Trecho do documento>
+++

RIO DE JANEIRO - Vi a foto de Ronaldo, manga da camisa suspensa, sendo vacinado para poder disputar a Copa no outro lado do mundo. Nada de mais um cara ser vacinado contra isso ou aquilo. Eu próprio fui vacinado diversas vezes. Só não consegui que me vacinassem contra a burrice, a intolerância e outros males crônicos ou endêmicos que ameaçam a nossa espécie.
Em 1998, não precisei ser vacinado contra nada para ir à França participar da cobertura da Copa. Neste ano, almoçava com o Arthur Xexéo quando, de repente, ele se levantou e declarou que precisava ir a um posto de saúde para ser vacinado, tal como Ronaldo. Os orientais, que patrocinam a Copa, temem alguma coisa parecida com a doença da vaca louca e obrigam os forasteiros a apresentar o atestado de que estão sadios e de que não causarão estragos na Coréia do Sul e no Japão.

+++

Perguntas a responder>
**A)** Responda com base no texto sobre a vacinação de Ronaldo:
(i) Em que ano quem narra foi à França para a cobertura da Copa sem precisar de vacina?
(ii) Com quem quem narra almoçava quando essa pessoa anunciou que iria a um posto de saúde?
(iii) Em que países a Copa será disputada, segundo o texto?
**B)** Prolongue o texto sobre a vacinação de Ronaldo a partir do ponto em que ele termina.

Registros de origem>

+++

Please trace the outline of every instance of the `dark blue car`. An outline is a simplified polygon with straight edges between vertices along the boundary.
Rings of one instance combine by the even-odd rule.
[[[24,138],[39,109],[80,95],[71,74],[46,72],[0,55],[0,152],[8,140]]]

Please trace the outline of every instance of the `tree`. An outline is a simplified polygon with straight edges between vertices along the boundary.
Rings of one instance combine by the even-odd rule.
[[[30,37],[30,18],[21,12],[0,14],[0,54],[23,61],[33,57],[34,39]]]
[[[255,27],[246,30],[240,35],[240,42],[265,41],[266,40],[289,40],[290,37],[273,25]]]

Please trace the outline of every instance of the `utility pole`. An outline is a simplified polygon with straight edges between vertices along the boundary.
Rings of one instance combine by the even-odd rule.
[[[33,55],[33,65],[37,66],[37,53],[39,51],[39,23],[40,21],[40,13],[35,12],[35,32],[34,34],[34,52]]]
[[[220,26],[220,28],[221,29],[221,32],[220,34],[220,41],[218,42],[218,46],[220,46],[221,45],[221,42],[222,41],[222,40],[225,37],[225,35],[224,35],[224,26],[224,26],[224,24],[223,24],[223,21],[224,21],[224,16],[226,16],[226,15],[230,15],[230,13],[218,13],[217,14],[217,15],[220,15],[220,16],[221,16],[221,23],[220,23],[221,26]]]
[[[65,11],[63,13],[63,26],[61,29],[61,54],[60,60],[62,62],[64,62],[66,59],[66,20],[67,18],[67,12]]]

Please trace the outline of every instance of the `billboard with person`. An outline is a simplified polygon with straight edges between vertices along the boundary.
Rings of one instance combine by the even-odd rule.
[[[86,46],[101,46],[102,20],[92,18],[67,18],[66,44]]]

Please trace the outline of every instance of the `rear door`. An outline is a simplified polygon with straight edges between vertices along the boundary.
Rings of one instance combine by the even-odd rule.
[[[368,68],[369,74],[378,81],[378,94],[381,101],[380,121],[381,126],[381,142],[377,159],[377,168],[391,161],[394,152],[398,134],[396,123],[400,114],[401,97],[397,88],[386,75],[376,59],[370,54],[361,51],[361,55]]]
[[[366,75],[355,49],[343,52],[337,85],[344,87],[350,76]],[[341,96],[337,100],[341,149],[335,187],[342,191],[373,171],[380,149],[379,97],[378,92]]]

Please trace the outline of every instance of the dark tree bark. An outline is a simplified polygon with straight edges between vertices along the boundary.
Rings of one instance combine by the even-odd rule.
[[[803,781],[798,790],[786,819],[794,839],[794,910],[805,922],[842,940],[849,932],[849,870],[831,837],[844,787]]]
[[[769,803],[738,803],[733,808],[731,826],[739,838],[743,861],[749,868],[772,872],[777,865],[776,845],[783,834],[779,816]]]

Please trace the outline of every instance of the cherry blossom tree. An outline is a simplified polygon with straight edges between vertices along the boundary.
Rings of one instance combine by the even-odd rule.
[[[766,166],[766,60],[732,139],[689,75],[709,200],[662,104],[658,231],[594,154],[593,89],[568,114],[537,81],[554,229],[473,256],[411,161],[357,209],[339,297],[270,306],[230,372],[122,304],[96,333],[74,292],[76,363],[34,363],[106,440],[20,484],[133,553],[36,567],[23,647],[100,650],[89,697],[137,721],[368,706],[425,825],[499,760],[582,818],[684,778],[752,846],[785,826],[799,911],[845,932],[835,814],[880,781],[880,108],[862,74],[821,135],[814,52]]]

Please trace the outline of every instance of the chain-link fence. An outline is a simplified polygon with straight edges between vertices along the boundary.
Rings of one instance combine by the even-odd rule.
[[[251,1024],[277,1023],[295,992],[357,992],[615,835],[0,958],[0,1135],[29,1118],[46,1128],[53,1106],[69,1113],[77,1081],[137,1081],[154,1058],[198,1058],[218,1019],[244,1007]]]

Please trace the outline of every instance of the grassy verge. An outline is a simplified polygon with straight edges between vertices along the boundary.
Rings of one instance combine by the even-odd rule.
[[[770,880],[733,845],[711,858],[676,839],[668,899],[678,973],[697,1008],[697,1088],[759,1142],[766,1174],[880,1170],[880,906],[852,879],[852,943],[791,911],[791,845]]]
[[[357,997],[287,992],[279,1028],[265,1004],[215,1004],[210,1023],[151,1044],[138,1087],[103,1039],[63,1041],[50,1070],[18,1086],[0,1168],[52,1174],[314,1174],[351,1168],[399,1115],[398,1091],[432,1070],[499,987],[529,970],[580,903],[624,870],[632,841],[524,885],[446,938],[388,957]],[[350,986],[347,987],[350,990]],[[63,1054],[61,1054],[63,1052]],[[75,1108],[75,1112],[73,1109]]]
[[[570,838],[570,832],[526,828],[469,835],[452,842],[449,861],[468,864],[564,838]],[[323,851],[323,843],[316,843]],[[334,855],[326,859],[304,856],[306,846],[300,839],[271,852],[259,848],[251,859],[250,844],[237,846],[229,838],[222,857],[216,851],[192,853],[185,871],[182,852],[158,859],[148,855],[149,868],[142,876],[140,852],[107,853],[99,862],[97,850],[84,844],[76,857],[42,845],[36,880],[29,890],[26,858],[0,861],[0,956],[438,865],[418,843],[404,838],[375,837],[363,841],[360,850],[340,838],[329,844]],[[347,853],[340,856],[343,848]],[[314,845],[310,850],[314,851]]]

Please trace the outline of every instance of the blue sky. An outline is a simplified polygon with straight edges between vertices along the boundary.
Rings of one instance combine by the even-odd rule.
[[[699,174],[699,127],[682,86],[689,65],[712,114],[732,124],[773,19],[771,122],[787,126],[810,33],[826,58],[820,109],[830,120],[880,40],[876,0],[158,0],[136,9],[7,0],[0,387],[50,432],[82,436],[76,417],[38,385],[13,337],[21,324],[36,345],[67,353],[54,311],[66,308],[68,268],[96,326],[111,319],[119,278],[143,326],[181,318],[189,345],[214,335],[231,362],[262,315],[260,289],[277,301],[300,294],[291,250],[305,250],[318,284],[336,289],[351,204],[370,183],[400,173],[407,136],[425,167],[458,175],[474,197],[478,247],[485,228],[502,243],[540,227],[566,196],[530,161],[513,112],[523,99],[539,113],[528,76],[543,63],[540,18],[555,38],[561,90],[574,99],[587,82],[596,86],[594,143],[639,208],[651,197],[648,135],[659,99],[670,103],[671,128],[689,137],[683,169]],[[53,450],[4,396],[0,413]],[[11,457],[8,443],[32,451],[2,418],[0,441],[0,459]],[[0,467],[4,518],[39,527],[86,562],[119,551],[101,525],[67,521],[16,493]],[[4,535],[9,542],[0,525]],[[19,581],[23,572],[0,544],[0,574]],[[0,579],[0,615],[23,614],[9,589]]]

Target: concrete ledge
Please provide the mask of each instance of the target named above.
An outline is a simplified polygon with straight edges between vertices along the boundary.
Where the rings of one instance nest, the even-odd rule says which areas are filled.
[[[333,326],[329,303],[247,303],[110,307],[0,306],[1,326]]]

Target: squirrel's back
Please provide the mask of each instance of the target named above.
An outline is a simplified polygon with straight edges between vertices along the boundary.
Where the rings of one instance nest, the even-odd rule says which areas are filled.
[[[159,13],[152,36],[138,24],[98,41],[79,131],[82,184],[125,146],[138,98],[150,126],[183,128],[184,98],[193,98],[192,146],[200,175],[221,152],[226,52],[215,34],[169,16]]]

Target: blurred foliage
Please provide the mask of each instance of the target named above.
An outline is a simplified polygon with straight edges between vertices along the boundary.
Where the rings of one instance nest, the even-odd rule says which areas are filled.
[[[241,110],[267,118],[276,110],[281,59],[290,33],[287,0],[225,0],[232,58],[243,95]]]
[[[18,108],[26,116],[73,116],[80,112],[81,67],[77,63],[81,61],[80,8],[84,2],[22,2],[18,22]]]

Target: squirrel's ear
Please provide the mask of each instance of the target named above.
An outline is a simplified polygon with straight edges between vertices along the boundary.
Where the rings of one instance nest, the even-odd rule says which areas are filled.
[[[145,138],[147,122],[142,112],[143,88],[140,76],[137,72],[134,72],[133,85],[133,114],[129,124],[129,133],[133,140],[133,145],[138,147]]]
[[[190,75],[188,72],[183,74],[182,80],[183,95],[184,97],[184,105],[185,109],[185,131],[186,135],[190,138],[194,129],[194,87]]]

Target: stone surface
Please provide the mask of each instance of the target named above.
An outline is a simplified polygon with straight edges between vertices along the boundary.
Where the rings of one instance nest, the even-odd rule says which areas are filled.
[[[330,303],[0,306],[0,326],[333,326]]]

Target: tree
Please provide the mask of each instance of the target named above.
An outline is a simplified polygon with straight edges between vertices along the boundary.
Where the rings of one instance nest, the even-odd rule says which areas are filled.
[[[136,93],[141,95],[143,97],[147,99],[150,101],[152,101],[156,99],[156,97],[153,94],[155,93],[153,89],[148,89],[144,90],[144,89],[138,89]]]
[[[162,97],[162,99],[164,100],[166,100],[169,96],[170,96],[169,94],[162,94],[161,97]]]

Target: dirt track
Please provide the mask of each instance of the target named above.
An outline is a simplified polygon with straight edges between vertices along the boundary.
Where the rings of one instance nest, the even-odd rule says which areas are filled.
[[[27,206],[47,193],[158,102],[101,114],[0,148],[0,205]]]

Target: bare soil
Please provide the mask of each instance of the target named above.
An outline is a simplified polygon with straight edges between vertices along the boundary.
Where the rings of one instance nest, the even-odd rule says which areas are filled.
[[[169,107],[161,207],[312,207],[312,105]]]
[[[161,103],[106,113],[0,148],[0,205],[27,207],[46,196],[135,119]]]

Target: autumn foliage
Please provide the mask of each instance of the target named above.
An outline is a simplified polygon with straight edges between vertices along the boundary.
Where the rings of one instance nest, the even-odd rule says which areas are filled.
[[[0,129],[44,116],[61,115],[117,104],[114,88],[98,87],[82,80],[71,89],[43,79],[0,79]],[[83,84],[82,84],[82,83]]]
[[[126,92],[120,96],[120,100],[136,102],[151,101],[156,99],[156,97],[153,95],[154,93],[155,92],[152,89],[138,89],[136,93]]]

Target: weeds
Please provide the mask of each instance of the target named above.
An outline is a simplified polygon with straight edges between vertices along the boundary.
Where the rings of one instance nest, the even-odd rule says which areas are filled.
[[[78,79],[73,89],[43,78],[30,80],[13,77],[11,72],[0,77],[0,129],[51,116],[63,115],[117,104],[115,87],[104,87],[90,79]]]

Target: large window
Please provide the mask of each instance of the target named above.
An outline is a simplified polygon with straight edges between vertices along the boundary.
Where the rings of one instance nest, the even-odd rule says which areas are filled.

+++

Respostas do exercício>
**A)**
(i) Em 1998.
(ii) Com o Arthur Xexéo.
(iii) Na Coréia do Sul e no Japão.

**B)**
Lembro a ida de uma comitiva de escritores à China. Mal o avião pousou em Pequim, um oficial entrou a bordo e pediu o atestado contra a febre amarela a todos os ocidentais que chegavam. Dinah Silveira de Queiroz perdera o atestado, que deveria estar anexado ao passaporte.
Abriu a bolsa e procurou, procurou, até que encontrou um talão da loteria esportiva. Passou-o ao oficial, que o examinou atentamente, revirou-o de todos os lados, até que o colocou de cabeça para baixo e aí então entendeu tudo.
Sorriu para Dinah, pediu desculpa pela desconfiança inicial e carimbou o passaporte dela, dando-a como inofensiva aos concidadãos de Mao Tse-tung, que era então o guia genial dos povos de plantão.
Tivemos uma revolução, aqui no Rio, contra a lei da vacina obrigatória. Oswaldo Cruz foi considerado um criminoso, um genocida que invadia a privacidade humana com suas agulhas saneadoras. Não chego a tanto, mas sinto um bruto alívio quando não me obrigam a nada, nem mesmo a ser mais sadio.